Instructions to follow: Your task is to output the entries below word for word.

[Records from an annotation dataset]
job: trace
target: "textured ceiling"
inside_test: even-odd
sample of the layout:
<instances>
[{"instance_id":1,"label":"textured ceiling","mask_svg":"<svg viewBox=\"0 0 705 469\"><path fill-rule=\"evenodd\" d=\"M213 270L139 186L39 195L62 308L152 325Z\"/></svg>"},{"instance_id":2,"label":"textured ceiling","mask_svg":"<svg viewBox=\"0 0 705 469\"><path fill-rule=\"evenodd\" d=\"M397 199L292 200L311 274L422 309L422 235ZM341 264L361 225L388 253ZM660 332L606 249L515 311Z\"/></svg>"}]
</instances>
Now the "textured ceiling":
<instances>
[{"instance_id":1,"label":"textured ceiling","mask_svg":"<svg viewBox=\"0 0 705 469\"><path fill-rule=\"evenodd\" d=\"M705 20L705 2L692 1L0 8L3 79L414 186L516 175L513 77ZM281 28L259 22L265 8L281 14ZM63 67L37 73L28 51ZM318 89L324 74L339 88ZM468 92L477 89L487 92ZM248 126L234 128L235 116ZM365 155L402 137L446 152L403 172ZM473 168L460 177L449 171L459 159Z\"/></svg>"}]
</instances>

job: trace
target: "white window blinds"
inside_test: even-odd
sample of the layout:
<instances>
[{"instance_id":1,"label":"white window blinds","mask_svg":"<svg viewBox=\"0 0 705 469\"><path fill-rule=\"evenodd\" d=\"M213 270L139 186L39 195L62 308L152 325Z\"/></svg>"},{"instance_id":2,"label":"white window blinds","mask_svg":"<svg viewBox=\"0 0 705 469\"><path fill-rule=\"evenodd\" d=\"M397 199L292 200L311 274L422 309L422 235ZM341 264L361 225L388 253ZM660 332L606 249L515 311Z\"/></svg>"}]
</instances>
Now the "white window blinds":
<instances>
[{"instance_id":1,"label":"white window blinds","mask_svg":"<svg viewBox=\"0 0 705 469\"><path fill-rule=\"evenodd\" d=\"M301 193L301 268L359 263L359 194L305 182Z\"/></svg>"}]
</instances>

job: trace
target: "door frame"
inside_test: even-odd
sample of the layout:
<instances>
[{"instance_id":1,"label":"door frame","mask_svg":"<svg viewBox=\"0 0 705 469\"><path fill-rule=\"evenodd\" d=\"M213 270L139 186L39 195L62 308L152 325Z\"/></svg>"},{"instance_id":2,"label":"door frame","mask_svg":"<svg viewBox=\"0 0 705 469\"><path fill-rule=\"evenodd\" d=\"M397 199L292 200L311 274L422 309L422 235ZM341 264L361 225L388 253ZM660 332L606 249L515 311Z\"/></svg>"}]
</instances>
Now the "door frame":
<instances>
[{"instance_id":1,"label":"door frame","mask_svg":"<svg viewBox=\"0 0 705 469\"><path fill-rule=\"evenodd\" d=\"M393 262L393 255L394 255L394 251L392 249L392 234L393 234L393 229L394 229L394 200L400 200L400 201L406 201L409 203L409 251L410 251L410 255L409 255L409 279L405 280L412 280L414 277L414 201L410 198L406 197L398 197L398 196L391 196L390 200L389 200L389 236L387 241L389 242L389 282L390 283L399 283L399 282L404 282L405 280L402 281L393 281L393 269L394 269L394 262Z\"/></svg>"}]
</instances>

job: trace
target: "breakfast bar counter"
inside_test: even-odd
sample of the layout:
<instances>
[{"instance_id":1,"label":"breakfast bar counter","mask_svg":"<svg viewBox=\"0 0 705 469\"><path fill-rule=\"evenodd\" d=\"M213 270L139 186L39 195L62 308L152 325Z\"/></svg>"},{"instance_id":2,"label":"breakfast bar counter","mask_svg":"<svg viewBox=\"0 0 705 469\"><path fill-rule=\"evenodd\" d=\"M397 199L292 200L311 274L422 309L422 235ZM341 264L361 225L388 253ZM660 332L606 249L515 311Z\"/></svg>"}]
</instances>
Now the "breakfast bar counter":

Answer to this task:
job: trace
target: "textured ceiling"
inside_test: even-odd
sample of the layout:
<instances>
[{"instance_id":1,"label":"textured ceiling","mask_svg":"<svg viewBox=\"0 0 705 469\"><path fill-rule=\"evenodd\" d=\"M213 270L139 186L39 195L62 308L152 325Z\"/></svg>"},{"instance_id":2,"label":"textured ceiling","mask_svg":"<svg viewBox=\"0 0 705 469\"><path fill-rule=\"evenodd\" d=\"M397 199L292 200L311 274L422 309L422 235ZM341 264L361 225L388 253ZM660 332L606 249L515 311Z\"/></svg>"}]
</instances>
Now the "textured ceiling":
<instances>
[{"instance_id":1,"label":"textured ceiling","mask_svg":"<svg viewBox=\"0 0 705 469\"><path fill-rule=\"evenodd\" d=\"M705 20L705 2L692 1L0 8L3 79L414 186L516 175L513 77ZM281 28L259 22L265 8L281 14ZM63 67L37 73L28 51ZM318 89L324 74L339 88ZM468 92L477 89L487 92ZM248 126L234 128L235 116ZM365 155L402 137L446 152L403 172ZM473 168L460 177L449 171L459 159Z\"/></svg>"}]
</instances>

job: trace
target: "white window blinds"
inside_test: even-odd
sample of the layout:
<instances>
[{"instance_id":1,"label":"white window blinds","mask_svg":"<svg viewBox=\"0 0 705 469\"><path fill-rule=\"evenodd\" d=\"M213 270L139 186L39 195L62 308L152 325Z\"/></svg>"},{"instance_id":2,"label":"white window blinds","mask_svg":"<svg viewBox=\"0 0 705 469\"><path fill-rule=\"evenodd\" d=\"M397 199L292 200L311 274L422 309L422 235ZM341 264L361 225L388 253ZM660 332L606 249L515 311Z\"/></svg>"}]
</instances>
Now the "white window blinds":
<instances>
[{"instance_id":1,"label":"white window blinds","mask_svg":"<svg viewBox=\"0 0 705 469\"><path fill-rule=\"evenodd\" d=\"M301 193L301 268L359 263L359 194L305 182Z\"/></svg>"}]
</instances>

job: trace
target: "door frame"
inside_test: even-odd
sample of the layout:
<instances>
[{"instance_id":1,"label":"door frame","mask_svg":"<svg viewBox=\"0 0 705 469\"><path fill-rule=\"evenodd\" d=\"M213 270L139 186L39 195L62 308L152 325Z\"/></svg>"},{"instance_id":2,"label":"door frame","mask_svg":"<svg viewBox=\"0 0 705 469\"><path fill-rule=\"evenodd\" d=\"M397 199L292 200L311 274L422 309L422 235ZM341 264L361 225L388 253ZM660 332L606 249L515 311Z\"/></svg>"}]
</instances>
Now the "door frame":
<instances>
[{"instance_id":1,"label":"door frame","mask_svg":"<svg viewBox=\"0 0 705 469\"><path fill-rule=\"evenodd\" d=\"M393 262L393 255L394 255L394 251L392 249L392 234L393 234L393 229L394 229L394 200L400 200L400 201L406 201L409 203L409 251L410 251L410 255L409 255L409 279L405 280L412 280L414 277L414 201L410 198L406 197L398 197L398 196L391 196L390 200L389 200L389 236L387 241L389 242L389 282L390 283L399 283L399 282L404 282L405 280L402 281L393 281L393 269L394 269L394 262Z\"/></svg>"}]
</instances>

job: trace
target: "breakfast bar counter"
inside_test: even-odd
sample of the layout:
<instances>
[{"instance_id":1,"label":"breakfast bar counter","mask_svg":"<svg viewBox=\"0 0 705 469\"><path fill-rule=\"evenodd\" d=\"M213 270L139 186L39 195L62 308L152 325Z\"/></svg>"},{"instance_id":2,"label":"breakfast bar counter","mask_svg":"<svg viewBox=\"0 0 705 469\"><path fill-rule=\"evenodd\" d=\"M397 199L292 200L311 274L422 309L422 235ZM341 264L361 225L388 253ZM660 332L606 249L515 311Z\"/></svg>"}]
</instances>
Now the "breakfast bar counter":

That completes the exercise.